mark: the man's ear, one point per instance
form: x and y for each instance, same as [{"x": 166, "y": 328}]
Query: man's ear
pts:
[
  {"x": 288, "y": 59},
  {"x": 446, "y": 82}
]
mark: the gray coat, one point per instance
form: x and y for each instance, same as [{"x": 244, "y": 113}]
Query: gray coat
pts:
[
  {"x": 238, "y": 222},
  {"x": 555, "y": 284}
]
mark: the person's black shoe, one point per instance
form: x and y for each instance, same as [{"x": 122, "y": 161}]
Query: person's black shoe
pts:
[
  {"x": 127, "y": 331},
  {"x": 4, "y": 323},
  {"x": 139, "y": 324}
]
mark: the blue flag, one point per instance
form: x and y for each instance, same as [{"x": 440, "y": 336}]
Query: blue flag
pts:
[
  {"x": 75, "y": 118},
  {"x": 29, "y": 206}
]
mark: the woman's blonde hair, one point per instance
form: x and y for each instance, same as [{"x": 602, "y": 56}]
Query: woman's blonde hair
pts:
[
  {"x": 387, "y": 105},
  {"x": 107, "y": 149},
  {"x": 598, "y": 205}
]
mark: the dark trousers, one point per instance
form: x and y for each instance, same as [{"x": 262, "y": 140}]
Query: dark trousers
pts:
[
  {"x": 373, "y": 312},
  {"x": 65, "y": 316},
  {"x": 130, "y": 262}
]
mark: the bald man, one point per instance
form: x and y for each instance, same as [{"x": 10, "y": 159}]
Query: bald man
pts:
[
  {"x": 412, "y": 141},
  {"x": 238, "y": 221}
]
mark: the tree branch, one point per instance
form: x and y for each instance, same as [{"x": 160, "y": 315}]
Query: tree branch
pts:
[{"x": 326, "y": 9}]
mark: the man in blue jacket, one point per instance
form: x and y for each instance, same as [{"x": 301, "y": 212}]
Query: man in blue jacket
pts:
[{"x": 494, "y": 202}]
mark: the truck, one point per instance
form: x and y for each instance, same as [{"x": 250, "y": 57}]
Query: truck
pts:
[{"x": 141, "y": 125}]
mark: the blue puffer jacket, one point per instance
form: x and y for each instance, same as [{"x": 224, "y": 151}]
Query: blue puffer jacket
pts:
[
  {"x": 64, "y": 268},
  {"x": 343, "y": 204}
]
· · · · ·
§ GIVEN EXERCISE
Reproduce every item above verbatim, line for line, without changing any character.

§ SOLUTION FOR THIS EXERCISE
mark: the man's ear, one point per instance
form: x and y for each instance, same as [{"x": 166, "y": 328}]
Query: man's ear
pts:
[
  {"x": 288, "y": 59},
  {"x": 446, "y": 82}
]
mark: the gray coat, one point per instance
form: x and y for each instance, same as [{"x": 244, "y": 113}]
Query: gray coat
pts:
[
  {"x": 238, "y": 222},
  {"x": 555, "y": 284}
]
mark: the person's black shoe, one point per instance
form: x and y for each instance, same as [{"x": 122, "y": 161}]
Query: person's black shoe
pts:
[
  {"x": 127, "y": 331},
  {"x": 4, "y": 323},
  {"x": 139, "y": 324}
]
mark: the blue flag, one point per instance
form: x and y for each instance, same as [{"x": 440, "y": 336}]
Query: blue flag
pts:
[
  {"x": 75, "y": 118},
  {"x": 29, "y": 206}
]
mark: the woman's blonde hair, one point per instance
form: x and y for each instance, same as [{"x": 602, "y": 56}]
Query: woman's blonde hair
pts:
[
  {"x": 387, "y": 105},
  {"x": 107, "y": 149},
  {"x": 598, "y": 205}
]
mark: the dark trousers, one point per instance
form: x and y for each instance, same as [{"x": 262, "y": 140}]
Query: dark trousers
pts:
[
  {"x": 373, "y": 312},
  {"x": 65, "y": 316},
  {"x": 130, "y": 262}
]
mark: the bald man, one point per instance
form: x and y for each instance, same as [{"x": 10, "y": 159}]
Query: bald man
pts:
[
  {"x": 412, "y": 141},
  {"x": 238, "y": 221}
]
mark: the tree branch, one point per instance
form: x and y for each instance, same as [{"x": 160, "y": 315}]
Query: tree branch
pts:
[{"x": 326, "y": 9}]
mark: the man in blue jacket, one point per instance
form: x and y for each instance, same as [{"x": 301, "y": 212}]
Query: man in blue jacket
pts:
[{"x": 494, "y": 202}]
mark: the truck, one point per instance
form: x and y for each instance, same as [{"x": 250, "y": 57}]
Query: truck
pts:
[{"x": 141, "y": 125}]
mark: the blue puffer jacket, one point per instance
form: x and y for each instance, same as [{"x": 224, "y": 151}]
Query: blue puffer jacket
pts:
[
  {"x": 64, "y": 268},
  {"x": 343, "y": 204}
]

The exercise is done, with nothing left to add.